**PROBLEM TO WORK ON:**
Copy down all of the data underneath, exactly as shown.

**Lines of data:**

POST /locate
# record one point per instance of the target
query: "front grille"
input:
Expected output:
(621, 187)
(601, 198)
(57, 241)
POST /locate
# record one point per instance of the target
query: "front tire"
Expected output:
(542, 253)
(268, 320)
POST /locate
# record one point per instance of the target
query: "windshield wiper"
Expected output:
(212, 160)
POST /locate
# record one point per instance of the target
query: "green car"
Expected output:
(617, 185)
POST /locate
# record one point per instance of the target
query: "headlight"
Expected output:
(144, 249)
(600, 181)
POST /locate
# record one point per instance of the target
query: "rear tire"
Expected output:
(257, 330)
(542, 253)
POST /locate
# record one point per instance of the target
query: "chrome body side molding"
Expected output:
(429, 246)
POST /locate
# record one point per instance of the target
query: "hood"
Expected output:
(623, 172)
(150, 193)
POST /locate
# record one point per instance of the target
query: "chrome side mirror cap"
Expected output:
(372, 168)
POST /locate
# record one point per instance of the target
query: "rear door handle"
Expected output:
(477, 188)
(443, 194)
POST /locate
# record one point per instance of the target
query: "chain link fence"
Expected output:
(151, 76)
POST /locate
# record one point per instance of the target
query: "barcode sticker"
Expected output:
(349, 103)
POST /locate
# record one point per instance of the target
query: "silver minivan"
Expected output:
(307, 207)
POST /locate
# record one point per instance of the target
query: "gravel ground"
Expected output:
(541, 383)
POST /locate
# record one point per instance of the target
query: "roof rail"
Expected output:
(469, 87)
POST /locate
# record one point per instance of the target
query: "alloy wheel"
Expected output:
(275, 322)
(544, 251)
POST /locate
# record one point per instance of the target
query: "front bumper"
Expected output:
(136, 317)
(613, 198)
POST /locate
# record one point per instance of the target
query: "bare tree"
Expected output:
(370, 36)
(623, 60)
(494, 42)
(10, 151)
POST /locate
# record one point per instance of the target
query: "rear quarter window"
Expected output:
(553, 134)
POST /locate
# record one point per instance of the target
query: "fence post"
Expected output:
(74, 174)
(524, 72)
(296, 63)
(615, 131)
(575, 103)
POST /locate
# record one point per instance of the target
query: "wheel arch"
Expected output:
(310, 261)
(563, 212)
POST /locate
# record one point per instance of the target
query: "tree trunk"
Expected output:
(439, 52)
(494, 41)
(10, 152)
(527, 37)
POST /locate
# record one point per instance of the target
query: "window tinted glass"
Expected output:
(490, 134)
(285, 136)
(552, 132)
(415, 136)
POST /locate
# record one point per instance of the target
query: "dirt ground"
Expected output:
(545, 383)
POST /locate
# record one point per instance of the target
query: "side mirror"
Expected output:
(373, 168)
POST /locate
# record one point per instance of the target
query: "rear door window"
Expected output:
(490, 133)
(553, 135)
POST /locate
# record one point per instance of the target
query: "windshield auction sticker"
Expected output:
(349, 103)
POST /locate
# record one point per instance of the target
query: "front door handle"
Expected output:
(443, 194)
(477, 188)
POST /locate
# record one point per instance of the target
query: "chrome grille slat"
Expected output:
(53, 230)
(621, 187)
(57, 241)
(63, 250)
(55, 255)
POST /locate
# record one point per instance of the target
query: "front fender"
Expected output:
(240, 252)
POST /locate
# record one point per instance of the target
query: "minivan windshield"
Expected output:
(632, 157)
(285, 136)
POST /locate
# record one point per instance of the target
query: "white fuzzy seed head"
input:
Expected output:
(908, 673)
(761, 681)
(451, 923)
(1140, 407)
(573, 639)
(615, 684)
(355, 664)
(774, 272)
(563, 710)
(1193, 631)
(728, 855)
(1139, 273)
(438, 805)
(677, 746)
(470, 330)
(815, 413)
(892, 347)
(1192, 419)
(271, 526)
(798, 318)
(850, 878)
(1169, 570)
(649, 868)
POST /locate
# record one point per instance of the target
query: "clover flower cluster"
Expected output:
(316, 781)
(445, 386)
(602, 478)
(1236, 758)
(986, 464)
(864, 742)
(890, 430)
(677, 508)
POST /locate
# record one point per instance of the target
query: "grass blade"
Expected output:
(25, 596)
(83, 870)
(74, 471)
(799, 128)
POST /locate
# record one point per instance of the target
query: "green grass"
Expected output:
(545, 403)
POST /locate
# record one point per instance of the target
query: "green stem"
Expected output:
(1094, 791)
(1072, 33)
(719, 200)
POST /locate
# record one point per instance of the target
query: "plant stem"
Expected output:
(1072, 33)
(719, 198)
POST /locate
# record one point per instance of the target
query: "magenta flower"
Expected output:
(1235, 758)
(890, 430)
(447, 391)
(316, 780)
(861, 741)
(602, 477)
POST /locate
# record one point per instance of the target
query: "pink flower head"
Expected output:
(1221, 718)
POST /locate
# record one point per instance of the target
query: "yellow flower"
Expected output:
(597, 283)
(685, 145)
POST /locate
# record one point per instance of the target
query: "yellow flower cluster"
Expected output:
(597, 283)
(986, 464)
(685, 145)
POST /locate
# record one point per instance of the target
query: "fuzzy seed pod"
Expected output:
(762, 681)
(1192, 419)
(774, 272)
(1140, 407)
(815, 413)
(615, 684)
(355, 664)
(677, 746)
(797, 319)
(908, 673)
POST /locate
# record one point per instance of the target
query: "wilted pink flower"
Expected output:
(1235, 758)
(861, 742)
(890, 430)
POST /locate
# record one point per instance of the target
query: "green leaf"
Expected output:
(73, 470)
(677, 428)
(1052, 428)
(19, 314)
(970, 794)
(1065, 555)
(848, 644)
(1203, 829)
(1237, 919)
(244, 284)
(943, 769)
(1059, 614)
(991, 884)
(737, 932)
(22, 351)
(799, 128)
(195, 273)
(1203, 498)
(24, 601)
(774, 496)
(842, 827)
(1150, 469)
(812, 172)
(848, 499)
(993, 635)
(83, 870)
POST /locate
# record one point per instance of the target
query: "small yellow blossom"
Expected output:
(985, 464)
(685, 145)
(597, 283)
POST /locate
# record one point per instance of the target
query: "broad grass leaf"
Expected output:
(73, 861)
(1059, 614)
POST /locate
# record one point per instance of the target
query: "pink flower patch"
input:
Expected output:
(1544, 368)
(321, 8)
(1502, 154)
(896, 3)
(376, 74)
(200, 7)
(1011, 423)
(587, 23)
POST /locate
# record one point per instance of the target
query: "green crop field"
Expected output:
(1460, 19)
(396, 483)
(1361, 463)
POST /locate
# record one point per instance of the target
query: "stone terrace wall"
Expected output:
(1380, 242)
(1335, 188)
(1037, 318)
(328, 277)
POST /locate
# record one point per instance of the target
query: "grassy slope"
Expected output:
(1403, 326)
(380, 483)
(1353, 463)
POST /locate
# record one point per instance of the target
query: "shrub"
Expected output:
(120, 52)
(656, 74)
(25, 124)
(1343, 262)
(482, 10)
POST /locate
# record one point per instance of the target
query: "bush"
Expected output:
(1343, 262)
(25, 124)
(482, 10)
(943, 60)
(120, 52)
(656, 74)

**COMPLETED TASK:**
POST /locate
# record one point per instance of the target
query: "front grille"
input:
Expected output:
(621, 187)
(601, 198)
(57, 241)
POST /locate
# record one point per instance of the target
query: "front tire"
Expected output:
(542, 253)
(268, 320)
POST /locate
# record one point per instance of the target
query: "windshield wiper"
Expected output:
(212, 160)
POST /locate
# record one point per instance of the target
query: "green car"
Expected output:
(617, 185)
POST /locate
# record one point per instance of the target
query: "headlight"
Expected output:
(144, 249)
(600, 181)
POST /locate
# record one point per instance of the target
query: "rear tire"
Expected output:
(257, 330)
(542, 253)
POST /locate
# record one point per instance of the target
query: "chrome body side molding"
Expected output:
(429, 246)
POST /locate
# record one point per instance of the target
query: "hood"
Expected output:
(623, 172)
(150, 193)
POST /locate
# record one point per instance of the target
query: "chrome side mirror cap"
Expected output:
(372, 168)
POST /locate
# record one point per instance of the target
query: "rear door handle"
Expected output:
(477, 188)
(443, 194)
POST /locate
# record one point per instance of the target
query: "chain link fence"
Expected output:
(151, 76)
POST /locate
# record one point per instance of the target
query: "barcode sticker"
Expected output:
(349, 103)
POST /locate
# record one point per instance of the target
query: "silver minivan"
Expected output:
(307, 207)
POST /locate
# record one point per instance of the target
query: "gravel ground"
Expected output:
(541, 383)
POST /locate
# record one point per instance of the target
query: "roof rail"
Expected output:
(469, 87)
POST /locate
# record one point per instance of the target
query: "alloy wheel"
Expected output:
(275, 322)
(544, 251)
POST /locate
# record one point per instance of the target
query: "front bumper"
Expected output:
(136, 317)
(613, 198)
POST /locate
# record one point per instance of the target
query: "bare tree"
Expected output:
(370, 36)
(623, 60)
(494, 42)
(10, 151)
POST /locate
# record one point per instance of the target
query: "rear quarter window"
Expected output:
(553, 134)
POST /locate
# record one point per instance of the target
query: "fence post"
Expected output:
(74, 174)
(524, 72)
(296, 63)
(615, 131)
(575, 103)
POST /locate
# record one point per instance of the target
query: "wheel arch"
Expected output:
(310, 261)
(563, 212)
POST /locate
# record one point per instance of the target
query: "tree trunk"
Expected output:
(439, 52)
(494, 41)
(10, 152)
(527, 37)
POST /locate
# record one point per instance of the target
query: "window tinted glass"
Expected output:
(490, 134)
(285, 136)
(552, 132)
(415, 136)
POST /locate
# record one point per instance of the target
query: "dirt ground"
Expected output:
(545, 383)
POST /locate
# record one point per instance of the target
query: "side mirror"
Expected output:
(373, 168)
POST /locate
# record one point per instance of the target
query: "rear door window"
Expected output:
(490, 133)
(553, 135)
POST /locate
# record one point per instance of the target
query: "windshield auction sticker"
Expected output:
(349, 103)
POST /locate
# record one point per instance of the target
query: "front door handle"
Expected output:
(443, 194)
(477, 188)
POST /locate
# record one point per instance of the target
query: "chrome grille slat"
Expected output:
(53, 230)
(621, 187)
(57, 241)
(63, 250)
(55, 255)
POST /locate
# record one point per instance of the target
query: "front fender"
Expected output:
(240, 252)
POST /locate
# record one point per instance of the target
query: "minivan windshield"
Expected output:
(632, 157)
(285, 136)
POST /locate
# record one point per instance of the target
query: "white fuzzy seed head"
input:
Expected output:
(908, 673)
(761, 681)
(451, 923)
(1140, 407)
(573, 639)
(615, 684)
(355, 664)
(774, 272)
(563, 710)
(1193, 631)
(728, 855)
(1139, 273)
(438, 805)
(677, 746)
(470, 330)
(815, 413)
(892, 347)
(1192, 419)
(271, 526)
(798, 318)
(850, 878)
(1169, 570)
(649, 868)
POST /locate
# record one point per instance of the target
query: "clover flower cluster"
Expected output:
(316, 781)
(445, 386)
(602, 478)
(1236, 758)
(986, 464)
(864, 742)
(890, 430)
(677, 508)
POST /locate
# record one point per instance of the target
query: "grass blade"
Expected output:
(25, 596)
(83, 870)
(74, 471)
(799, 128)
POST /locate
# record one point per instance of the target
query: "green grass"
Expected output:
(545, 403)
POST /locate
# record one point per instance of the target
query: "green stem"
Expected output:
(1094, 791)
(1072, 33)
(719, 200)
POST /locate
# record one point per instance of the target
query: "plant stem"
Expected output:
(1072, 33)
(719, 198)
POST /locate
# record one point per instance of the target
query: "magenta flower"
Expected output:
(1235, 758)
(890, 430)
(447, 391)
(316, 780)
(861, 741)
(602, 477)
POST /locate
# record one point per instance of the target
query: "pink flower head"
Expected output:
(1221, 718)
POST /locate
# record one point per instance of the target
query: "yellow flower"
Expected output:
(597, 283)
(685, 145)
POST /locate
# record one point per instance of the target
query: "yellow flower cluster"
Expected output:
(597, 283)
(986, 464)
(685, 145)
POST /locate
# record one point per instance of the target
query: "fuzzy seed pod"
Expected output:
(762, 681)
(1192, 419)
(774, 272)
(1140, 407)
(815, 413)
(615, 684)
(355, 664)
(677, 746)
(797, 319)
(908, 673)
POST /locate
# record one point per instance of the target
query: "wilted pink flower"
Expected output:
(1235, 758)
(861, 742)
(890, 430)
POST /locate
# record one point per instance of the target
query: "green leaf"
Expected output:
(73, 470)
(677, 428)
(1052, 428)
(19, 314)
(970, 794)
(1065, 555)
(848, 644)
(1203, 829)
(1237, 919)
(244, 284)
(943, 769)
(1059, 614)
(991, 884)
(737, 932)
(22, 351)
(799, 128)
(195, 273)
(1203, 498)
(24, 601)
(774, 496)
(842, 827)
(1150, 469)
(812, 172)
(848, 499)
(993, 635)
(83, 870)
POST /locate
# record one point per instance of the target
query: "small yellow blossom"
Expected output:
(985, 464)
(685, 145)
(597, 283)
POST /locate
# record one point per instance of the target
query: "broad grass leaf"
Expected output:
(73, 861)
(1059, 614)
POST /locate
# record one point per instance of the target
query: "pink flower patch"
input:
Expected output:
(1544, 368)
(321, 8)
(1502, 154)
(896, 3)
(376, 74)
(200, 7)
(1011, 423)
(587, 23)
POST /locate
# record one point per instance of the target
query: "green crop field"
Expected output:
(1460, 19)
(396, 483)
(1361, 463)
POST /locate
# record one point per instance of the target
query: "stone terrace wall"
Expected output:
(1380, 242)
(1335, 188)
(1037, 318)
(328, 277)
POST /locate
# record one point per instance of the target
query: "grassy slope"
Expected output:
(1403, 326)
(380, 483)
(1353, 463)
POST /locate
# record one point per instance of the target
query: "shrub"
Expected output:
(120, 52)
(656, 74)
(25, 124)
(1343, 262)
(482, 10)
POST /locate
# record one point per instance of the target
query: "bush"
Expected output:
(1343, 262)
(25, 124)
(482, 10)
(943, 60)
(120, 52)
(656, 74)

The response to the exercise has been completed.